## Extrait
* * * * * * * * *
Le gouvernement indique que « face aux prix qui ont commencé à baisser au 4e trimestre 2022, de nombreux acquéreurs potentiels restent (pourtant) en position d’attente ».

La cause de cette frilosité ? Les taux d’intérêt hypothécaires et les verrous de sécurité pour prévenir une bulle immobilière, notamment le surendettement des ménages, ont fini par limiter les capacités d’emprunt.

Si ces temps de disette appellent le marché à une réflexion structurelle – les difficultés sont toujours une opportunité pour se remettre en question –, il faut vite répondre à la conjoncture qui impacte principalement les petites et moyennes entreprises.

Rappeler les aides supplémentaires dans le cadre de la transition vers les énergies renouvelables et la rénovation énergétiques présentes entre autres dans le « Solidaritéitspak 2.0 » du 28 septembre 2022, est un préalable.

Le rappel aidant, quelles sont les décisions à même de contrecarrer l’atonie des secteurs du bâtiment et du génie civile ?

Stimuler le bâtiment et le logement : les mesures mises en œuvre par l’État

1. Maintenir les investissements publics à un niveau élevé
2. Acquérir des projets de logements en VEFA par l’État
3. Accélérer les projets pilotes, simplifier la mise en œuvre des projets de décarbonation et d’assainissement énergétique dans les logements
4. Adapter de 40 à 60 millions d’euros le seuil prévu à l’article 80 de la loi du 8 juin 1999 sur le budget, la comptabilité et la trésorerie de l’État.
5. Renforcer les aides financières pour les investissements des infrastructures de l’éducation non formelle et de l’aide à l’enfance et à la Famille


La chambre des métiers du Luxembourg indique que « le maintien des investissements à un niveau élevé (…) permettra de mettre en œuvre une politique anticyclique en termes d’investissement (…), que ce soit au niveau de constructions nouvelles ou de projets de rénovation ».

Par ailleurs, en relevant le seuil de 40 à 60 millions d’euros, le gouvernement dynamise les procédures de marchés publics. En dessous de la barre nouvellement fixée, les opérations n’auront plus de recours nécessaire à une loi spéciale.
* * * * * * * * *
## Matériel

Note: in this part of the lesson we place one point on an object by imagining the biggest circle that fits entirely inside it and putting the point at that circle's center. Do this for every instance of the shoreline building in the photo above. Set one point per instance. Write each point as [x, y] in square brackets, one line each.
* * * * * * * * *
## Vos tâches
a – Traduisez en anglais cette phrase de l'extrait : « Par ailleurs, en relevant le seuil de 40 à 60 millions d'euros, le gouvernement dynamise les procédures de marchés publics. »
b – Dressez la liste des mesures numérotées que l'État met en œuvre, d'après l'extrait, pour stimuler le bâtiment et le logement.
Les données n'ont aucun lien avec l'extrait.

## Résultats de l'exercice
a – Furthermore, by raising the threshold from 40 to 60 million euros, the government is giving new momentum to public procurement procedures.

b –
1. Maintenir les investissements publics à un niveau élevé
2. Acquérir des projets de logements en VEFA par l'État
3. Accélérer les projets pilotes, simplifier la mise en œuvre des projets de décarbonation et d'assainissement énergétique dans les logements
4. Adapter de 40 à 60 millions d'euros le seuil prévu à l'article 80 de la loi du 8 juin 1999 sur le budget, la comptabilité et la trésorerie de l'État
5. Renforcer les aides financières pour les investissements des infrastructures de l'éducation non formelle et de l'aide à l'enfance et à la Famille